• Brief 1
Reproduce the passage on Mr Arnold's poetry word for word, from "The volume itself" up to and including "various, and strong.".
• Brief 2
In the passage on Mr Arnold's poetry, what title did the prefatory _Stanzas_ receive in the collected works?
• Brief 3
Pick up the passage on Mr Arnold's poetry after its final line and carry it forward.

• Reading passage
+++++
The volume itself was well calculated to take advantage, to at least a
moderate extent, of this conjunction of circumstance. At no time was
the appeal of Mr Arnold's poetry of the most impetuous or peremptory
order. And it might be contended that this collection contains nothing
quite up to the very best things of the earlier poems, to the
_Shakespeare_ sonnet, to _The Scholar-Gipsy_, to the _Isolation_
stanzas. But with the majority of its readers it was sure rather to
send them to these earlier things than to remind them thereof, and its
own attractions were abundant, various, and strong.

In the poet himself there was perhaps a slight consciousness of "the
silver age." The prefatory _Stanzas_, a title changed in the
collected works to _Persistency of Poetry_, sound this note--

"Though the Muse be gone away,
Though she move not earth to-day,
Souls, erewhile who caught her word,
Ah! still harp on what they heard."
+++++
• Stored records
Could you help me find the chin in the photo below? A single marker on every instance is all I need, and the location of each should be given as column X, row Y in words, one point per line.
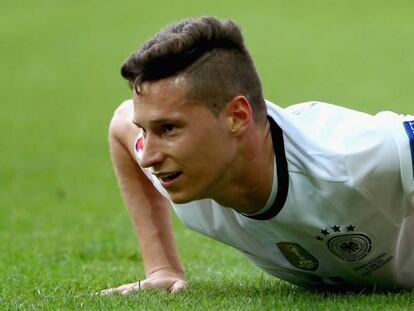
column 181, row 198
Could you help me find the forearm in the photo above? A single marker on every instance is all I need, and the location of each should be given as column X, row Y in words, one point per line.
column 155, row 234
column 149, row 212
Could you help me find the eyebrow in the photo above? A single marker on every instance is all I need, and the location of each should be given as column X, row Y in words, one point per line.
column 156, row 121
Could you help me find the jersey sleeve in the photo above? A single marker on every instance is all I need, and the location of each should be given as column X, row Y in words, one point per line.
column 403, row 134
column 384, row 171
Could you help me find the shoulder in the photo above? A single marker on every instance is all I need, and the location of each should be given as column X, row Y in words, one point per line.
column 121, row 126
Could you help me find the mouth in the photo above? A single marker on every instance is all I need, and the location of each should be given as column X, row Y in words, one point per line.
column 167, row 179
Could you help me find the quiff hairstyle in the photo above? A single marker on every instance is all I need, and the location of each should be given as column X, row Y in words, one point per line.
column 210, row 54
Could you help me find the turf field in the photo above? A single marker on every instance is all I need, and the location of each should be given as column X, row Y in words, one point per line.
column 64, row 233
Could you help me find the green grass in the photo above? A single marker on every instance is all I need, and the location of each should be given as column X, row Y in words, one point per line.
column 64, row 233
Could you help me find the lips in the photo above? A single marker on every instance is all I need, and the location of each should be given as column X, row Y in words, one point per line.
column 167, row 179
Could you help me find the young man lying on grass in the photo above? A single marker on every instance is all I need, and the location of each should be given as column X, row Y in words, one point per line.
column 314, row 194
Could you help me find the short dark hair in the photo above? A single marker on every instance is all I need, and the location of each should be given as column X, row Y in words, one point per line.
column 210, row 53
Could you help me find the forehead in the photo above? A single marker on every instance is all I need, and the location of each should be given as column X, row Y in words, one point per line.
column 163, row 99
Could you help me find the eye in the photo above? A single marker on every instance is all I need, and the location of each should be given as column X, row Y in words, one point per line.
column 167, row 128
column 144, row 131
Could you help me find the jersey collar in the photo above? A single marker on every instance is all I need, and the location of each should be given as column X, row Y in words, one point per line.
column 282, row 173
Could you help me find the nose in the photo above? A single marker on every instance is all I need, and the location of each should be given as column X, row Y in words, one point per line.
column 151, row 152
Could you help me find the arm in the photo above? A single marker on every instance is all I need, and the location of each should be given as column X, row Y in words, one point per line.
column 149, row 212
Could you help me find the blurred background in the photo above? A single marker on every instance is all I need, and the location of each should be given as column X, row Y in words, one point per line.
column 61, row 215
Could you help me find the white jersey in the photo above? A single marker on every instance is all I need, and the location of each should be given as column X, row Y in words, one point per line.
column 342, row 208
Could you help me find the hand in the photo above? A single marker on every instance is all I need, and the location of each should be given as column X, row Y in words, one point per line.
column 167, row 281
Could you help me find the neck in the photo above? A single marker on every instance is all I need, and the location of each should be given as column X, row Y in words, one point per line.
column 248, row 185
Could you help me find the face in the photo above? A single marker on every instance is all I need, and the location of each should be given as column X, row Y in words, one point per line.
column 186, row 146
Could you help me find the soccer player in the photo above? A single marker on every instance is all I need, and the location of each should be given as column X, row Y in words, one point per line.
column 314, row 194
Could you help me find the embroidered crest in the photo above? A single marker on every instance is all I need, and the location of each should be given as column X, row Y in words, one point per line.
column 298, row 256
column 347, row 246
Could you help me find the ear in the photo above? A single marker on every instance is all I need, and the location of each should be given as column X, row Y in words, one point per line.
column 239, row 115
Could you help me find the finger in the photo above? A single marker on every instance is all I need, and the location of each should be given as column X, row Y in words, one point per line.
column 178, row 286
column 107, row 292
column 131, row 288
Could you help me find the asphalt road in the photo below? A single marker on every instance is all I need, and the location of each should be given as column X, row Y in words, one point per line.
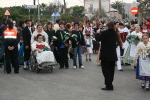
column 71, row 84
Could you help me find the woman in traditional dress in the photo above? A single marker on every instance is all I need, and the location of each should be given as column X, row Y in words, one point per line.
column 123, row 33
column 134, row 38
column 144, row 28
column 39, row 31
column 142, row 64
column 87, row 29
column 42, row 51
column 120, row 44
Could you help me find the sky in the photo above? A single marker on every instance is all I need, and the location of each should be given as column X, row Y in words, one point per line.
column 8, row 3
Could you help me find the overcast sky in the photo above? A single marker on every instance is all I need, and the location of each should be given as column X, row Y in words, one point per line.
column 8, row 3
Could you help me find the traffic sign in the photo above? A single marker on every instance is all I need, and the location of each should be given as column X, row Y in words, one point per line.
column 7, row 13
column 134, row 10
column 31, row 6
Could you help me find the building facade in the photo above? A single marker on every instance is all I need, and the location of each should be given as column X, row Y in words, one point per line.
column 93, row 6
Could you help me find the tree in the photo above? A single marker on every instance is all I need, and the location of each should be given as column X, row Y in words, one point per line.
column 120, row 7
column 76, row 12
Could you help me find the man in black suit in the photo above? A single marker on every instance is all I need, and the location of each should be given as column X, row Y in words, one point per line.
column 27, row 33
column 108, row 55
column 62, row 46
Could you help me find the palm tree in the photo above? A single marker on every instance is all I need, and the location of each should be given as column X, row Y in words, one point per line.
column 119, row 6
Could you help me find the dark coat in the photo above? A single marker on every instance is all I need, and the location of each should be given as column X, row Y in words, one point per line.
column 26, row 36
column 50, row 33
column 80, row 39
column 60, row 39
column 108, row 40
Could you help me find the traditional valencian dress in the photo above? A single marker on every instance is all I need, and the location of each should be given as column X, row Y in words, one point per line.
column 143, row 67
column 134, row 45
column 44, row 57
column 144, row 31
column 131, row 51
column 123, row 33
column 87, row 31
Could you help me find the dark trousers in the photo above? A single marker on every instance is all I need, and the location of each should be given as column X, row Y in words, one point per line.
column 63, row 54
column 108, row 69
column 27, row 54
column 56, row 54
column 12, row 57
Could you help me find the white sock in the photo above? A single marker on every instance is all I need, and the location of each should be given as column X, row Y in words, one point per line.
column 25, row 65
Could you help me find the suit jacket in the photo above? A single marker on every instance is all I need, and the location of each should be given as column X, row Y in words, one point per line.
column 60, row 38
column 80, row 39
column 50, row 34
column 108, row 40
column 26, row 36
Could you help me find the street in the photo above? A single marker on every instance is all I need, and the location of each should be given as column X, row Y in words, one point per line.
column 71, row 84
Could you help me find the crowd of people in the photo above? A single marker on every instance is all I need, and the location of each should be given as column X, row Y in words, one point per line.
column 124, row 42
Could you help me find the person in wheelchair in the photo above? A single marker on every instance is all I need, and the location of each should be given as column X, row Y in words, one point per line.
column 41, row 51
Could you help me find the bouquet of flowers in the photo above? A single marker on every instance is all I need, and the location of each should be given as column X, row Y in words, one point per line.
column 74, row 36
column 54, row 38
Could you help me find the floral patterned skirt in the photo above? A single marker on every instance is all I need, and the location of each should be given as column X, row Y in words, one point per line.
column 143, row 78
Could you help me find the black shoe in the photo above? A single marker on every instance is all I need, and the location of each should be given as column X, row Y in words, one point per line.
column 107, row 89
+++++
• Task output 1
The volume itself was well calculated to take advantage, to at least a
moderate extent, of this conjunction of circumstance. At no time was
the appeal of Mr Arnold's poetry of the most impetuous or peremptory
order. And it might be contended that this collection contains nothing
quite up to the very best things of the earlier poems, to the
_Shakespeare_ sonnet, to _The Scholar-Gipsy_, to the _Isolation_
stanzas. But with the majority of its readers it was sure rather to
send them to these earlier things than to remind them thereof, and its
own attractions were abundant, various, and strong.

• Task output 2
_Persistency of Poetry_

• Task output 3
A confession perhaps a little dangerous, when the Muses were speaking
in no uncertain tones not merely to juniors like Mr Morris and Mr
Swinburne but to seniors like Tennyson and Browning. But the actual
contents were more than reassuring. Of _Empedocles_ it is not
necessary to speak again: _Thyrsis_ could not but charm. The
famous line,

"And that sweet city with her dreaming spires,"

sets the key dangerously high; but it is kept by the magnificent
address to the cuckoo,

"Too quick despairer, wherefore wilt thou go?"

and the flower-piece that follows; by that other single masterpiece,

"The coronals of that forgotten time;"

by the more solemn splendour of the stanza beginning

"And long the way appears which seemed so short;"

by the Signal tree; and by the allegoric close with the reassertion of
the Scholar. All these things stand by themselves, hold their sure and
reserved place, even in the rush and crowd of the poetry of the
sixties, the richest, perhaps, since the time from 1805 to 1822.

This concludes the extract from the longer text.